■ **Written instruction**
Take the line that contains "In the picture above, where can the tram headlight" and all lines after it, up to and including the last line of the data, and write them out exactly; nothing else belongs in the answer.
※ ※ ※
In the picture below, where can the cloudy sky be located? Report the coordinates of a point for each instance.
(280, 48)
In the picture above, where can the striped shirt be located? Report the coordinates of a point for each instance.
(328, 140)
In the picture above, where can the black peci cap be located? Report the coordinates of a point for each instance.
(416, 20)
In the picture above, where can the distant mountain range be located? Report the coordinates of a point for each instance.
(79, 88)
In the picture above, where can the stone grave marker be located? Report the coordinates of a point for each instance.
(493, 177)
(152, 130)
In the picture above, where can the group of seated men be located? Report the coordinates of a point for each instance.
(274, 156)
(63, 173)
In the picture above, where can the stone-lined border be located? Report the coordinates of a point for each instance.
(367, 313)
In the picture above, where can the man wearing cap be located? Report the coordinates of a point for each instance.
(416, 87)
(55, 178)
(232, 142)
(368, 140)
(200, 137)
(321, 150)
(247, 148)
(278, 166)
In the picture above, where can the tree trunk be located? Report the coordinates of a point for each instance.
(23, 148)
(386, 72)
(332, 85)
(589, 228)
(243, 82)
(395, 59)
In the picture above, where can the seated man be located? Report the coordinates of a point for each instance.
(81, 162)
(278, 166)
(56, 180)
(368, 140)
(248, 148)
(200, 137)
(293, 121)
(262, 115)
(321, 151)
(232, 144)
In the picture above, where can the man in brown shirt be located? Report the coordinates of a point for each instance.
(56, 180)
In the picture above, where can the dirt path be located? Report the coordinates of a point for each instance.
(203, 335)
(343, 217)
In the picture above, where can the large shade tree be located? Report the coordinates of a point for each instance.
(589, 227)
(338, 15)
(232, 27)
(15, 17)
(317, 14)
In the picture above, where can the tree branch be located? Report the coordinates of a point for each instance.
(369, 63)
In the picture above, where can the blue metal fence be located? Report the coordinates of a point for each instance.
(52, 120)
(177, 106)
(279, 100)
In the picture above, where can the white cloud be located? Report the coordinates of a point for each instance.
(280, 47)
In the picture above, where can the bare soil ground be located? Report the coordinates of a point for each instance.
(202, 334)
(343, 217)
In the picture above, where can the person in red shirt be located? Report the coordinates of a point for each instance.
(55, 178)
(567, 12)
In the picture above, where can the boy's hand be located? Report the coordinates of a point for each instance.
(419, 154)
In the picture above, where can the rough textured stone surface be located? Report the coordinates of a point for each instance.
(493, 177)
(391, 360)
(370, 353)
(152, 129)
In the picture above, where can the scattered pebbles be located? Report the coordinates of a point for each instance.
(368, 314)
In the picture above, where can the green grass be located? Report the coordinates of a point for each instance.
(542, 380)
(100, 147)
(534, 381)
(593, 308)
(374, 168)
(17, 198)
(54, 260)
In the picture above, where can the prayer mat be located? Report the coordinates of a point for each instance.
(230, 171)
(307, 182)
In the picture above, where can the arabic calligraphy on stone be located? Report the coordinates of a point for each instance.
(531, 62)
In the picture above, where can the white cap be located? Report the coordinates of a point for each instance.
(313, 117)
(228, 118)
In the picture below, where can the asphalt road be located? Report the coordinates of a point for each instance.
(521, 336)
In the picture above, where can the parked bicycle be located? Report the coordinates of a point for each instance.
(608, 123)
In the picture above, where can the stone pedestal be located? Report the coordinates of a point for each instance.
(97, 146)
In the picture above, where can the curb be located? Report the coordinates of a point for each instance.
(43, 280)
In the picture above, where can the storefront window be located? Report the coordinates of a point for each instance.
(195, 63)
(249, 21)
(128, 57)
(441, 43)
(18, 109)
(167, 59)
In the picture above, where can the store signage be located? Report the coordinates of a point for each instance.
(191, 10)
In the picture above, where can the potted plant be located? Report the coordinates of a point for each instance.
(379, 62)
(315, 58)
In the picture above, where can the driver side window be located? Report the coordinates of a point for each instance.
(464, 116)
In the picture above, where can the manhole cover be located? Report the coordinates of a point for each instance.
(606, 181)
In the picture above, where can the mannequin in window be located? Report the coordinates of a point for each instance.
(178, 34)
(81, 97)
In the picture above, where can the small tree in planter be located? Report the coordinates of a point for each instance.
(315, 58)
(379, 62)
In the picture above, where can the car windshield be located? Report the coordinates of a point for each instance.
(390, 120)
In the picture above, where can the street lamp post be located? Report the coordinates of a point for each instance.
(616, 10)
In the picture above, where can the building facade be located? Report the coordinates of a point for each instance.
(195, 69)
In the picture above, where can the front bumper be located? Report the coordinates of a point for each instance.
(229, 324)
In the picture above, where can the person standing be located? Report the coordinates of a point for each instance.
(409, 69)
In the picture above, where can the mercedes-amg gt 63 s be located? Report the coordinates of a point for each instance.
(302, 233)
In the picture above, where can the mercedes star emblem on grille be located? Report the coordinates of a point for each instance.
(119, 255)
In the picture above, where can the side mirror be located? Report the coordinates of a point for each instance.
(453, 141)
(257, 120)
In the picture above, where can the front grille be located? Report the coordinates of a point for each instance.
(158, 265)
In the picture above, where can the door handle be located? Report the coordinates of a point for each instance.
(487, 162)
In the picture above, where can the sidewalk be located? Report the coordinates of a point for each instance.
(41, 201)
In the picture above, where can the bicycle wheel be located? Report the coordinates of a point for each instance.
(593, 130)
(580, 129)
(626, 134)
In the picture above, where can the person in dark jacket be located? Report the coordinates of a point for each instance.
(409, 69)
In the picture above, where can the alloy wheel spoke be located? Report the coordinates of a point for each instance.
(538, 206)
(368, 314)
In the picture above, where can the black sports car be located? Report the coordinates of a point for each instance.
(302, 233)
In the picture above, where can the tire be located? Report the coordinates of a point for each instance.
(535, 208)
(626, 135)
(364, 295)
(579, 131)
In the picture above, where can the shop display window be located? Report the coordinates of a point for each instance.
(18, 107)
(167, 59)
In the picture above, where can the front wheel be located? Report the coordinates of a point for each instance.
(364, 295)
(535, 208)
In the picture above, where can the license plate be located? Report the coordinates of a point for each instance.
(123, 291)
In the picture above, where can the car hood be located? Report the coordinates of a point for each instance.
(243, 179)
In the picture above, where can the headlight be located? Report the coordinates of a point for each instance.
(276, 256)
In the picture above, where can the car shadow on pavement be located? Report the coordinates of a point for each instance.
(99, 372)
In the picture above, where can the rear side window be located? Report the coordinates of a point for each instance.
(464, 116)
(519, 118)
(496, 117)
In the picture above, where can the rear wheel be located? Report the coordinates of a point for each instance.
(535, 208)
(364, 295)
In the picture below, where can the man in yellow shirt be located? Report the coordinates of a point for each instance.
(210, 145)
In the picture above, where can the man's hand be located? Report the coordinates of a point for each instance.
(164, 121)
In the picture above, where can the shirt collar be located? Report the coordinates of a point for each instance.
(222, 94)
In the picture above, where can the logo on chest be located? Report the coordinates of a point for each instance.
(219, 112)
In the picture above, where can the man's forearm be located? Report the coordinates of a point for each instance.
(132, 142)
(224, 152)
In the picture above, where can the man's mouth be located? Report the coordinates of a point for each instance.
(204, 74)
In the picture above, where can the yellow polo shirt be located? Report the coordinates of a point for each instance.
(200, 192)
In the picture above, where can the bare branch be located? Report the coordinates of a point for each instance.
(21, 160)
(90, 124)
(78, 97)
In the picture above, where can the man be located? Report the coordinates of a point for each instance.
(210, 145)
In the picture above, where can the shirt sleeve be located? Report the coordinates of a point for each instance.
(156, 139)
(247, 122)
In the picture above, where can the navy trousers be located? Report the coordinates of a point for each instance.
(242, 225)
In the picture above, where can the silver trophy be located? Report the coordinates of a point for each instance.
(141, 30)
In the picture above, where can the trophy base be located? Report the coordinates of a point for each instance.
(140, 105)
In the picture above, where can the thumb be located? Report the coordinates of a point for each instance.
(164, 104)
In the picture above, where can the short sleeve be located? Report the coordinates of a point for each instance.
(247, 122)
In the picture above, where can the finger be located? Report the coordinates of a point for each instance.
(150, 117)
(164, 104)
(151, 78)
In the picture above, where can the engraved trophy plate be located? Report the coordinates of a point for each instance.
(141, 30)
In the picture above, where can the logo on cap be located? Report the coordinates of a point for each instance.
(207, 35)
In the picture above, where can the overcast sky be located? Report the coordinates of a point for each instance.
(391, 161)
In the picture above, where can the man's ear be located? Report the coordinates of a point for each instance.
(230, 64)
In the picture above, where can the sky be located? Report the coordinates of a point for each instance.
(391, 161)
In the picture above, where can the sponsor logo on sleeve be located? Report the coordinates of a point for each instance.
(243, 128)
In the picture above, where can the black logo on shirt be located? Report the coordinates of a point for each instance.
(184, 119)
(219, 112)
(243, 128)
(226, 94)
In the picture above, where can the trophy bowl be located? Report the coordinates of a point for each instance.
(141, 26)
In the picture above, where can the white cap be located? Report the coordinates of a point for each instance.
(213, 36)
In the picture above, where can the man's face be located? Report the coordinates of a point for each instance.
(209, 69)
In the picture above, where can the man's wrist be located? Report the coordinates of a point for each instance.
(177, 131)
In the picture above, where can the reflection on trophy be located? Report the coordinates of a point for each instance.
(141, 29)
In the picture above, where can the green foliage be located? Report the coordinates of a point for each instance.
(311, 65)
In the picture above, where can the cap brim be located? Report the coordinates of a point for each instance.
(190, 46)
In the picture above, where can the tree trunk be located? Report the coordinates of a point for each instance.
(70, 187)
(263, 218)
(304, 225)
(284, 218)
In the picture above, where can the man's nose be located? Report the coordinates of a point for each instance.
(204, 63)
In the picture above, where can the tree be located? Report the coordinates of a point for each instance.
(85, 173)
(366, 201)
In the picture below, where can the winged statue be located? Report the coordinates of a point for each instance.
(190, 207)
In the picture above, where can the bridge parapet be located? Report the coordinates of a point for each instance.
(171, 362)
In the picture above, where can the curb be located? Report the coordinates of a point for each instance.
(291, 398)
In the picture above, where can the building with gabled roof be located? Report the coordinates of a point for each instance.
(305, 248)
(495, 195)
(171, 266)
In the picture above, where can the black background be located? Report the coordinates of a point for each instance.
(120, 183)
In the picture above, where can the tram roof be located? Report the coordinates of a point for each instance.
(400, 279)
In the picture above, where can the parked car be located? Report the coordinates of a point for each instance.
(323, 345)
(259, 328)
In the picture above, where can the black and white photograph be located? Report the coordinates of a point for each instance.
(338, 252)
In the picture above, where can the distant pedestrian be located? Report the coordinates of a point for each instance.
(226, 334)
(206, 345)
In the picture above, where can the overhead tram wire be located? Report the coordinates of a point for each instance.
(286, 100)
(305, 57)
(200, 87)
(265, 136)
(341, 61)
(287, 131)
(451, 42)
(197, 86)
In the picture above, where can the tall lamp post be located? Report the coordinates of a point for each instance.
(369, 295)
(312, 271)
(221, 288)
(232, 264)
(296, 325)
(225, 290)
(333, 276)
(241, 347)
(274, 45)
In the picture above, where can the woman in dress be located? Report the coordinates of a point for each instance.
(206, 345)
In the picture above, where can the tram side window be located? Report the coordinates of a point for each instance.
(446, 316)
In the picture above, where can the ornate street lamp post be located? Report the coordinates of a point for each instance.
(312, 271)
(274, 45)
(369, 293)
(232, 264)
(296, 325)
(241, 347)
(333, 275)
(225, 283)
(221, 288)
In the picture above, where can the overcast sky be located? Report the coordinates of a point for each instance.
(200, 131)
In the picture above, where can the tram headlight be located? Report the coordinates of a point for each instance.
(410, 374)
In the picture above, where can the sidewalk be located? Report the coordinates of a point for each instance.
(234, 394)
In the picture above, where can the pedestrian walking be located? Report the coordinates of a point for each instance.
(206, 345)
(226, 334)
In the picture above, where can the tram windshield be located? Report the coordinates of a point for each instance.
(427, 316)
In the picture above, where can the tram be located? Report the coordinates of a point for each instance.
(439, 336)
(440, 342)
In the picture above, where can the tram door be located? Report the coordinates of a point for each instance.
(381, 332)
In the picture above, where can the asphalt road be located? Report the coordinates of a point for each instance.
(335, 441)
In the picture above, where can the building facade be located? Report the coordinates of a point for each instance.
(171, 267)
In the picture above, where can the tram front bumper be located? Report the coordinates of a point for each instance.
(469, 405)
※ ※ ※
■ **Final result**
In the picture above, where can the tram headlight be located? Report the coordinates of a point for each instance.
(410, 374)
In the picture above, where can the sidewalk be located? Report the coordinates of a point for each instance.
(234, 394)
In the picture above, where can the pedestrian walking be located? Report the coordinates of a point for each instance.
(206, 345)
(226, 334)
In the picture above, where can the tram windshield be located? Report the coordinates of a point for each instance.
(427, 316)
In the picture above, where can the tram be located? Report the coordinates of a point for each instance.
(439, 336)
(440, 342)
In the picture above, where can the tram door be located? Report the coordinates of a point for each instance.
(381, 332)
In the picture above, where can the asphalt road be located? Report the coordinates of a point for each instance.
(335, 441)
In the picture above, where can the building facade be located? Report the coordinates of a point for each instance.
(171, 267)
In the picture above, where can the tram front bumper be located? Report the coordinates of a point for each instance.
(469, 405)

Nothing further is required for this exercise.